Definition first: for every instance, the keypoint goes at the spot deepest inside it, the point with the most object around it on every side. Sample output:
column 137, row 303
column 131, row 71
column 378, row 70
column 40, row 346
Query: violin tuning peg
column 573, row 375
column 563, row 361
---
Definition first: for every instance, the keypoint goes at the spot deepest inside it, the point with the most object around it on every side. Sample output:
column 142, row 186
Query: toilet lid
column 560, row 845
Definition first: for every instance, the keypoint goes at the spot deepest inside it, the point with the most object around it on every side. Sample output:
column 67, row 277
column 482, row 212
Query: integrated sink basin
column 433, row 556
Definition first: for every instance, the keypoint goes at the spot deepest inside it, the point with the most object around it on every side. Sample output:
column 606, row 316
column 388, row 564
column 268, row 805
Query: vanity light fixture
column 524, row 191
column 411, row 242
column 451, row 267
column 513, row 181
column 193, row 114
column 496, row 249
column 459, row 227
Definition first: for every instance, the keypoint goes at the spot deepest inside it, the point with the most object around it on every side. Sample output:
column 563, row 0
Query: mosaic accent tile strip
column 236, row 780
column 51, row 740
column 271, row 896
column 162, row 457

> [YOUR OBJECTIVE] Return every line of the entries above that contains the word "Query".

> [TASK RESPONSE]
Query: violin tuning peg
Query: toilet lid
Query: integrated sink basin
Query: vanity light fixture
Query: mosaic accent tile strip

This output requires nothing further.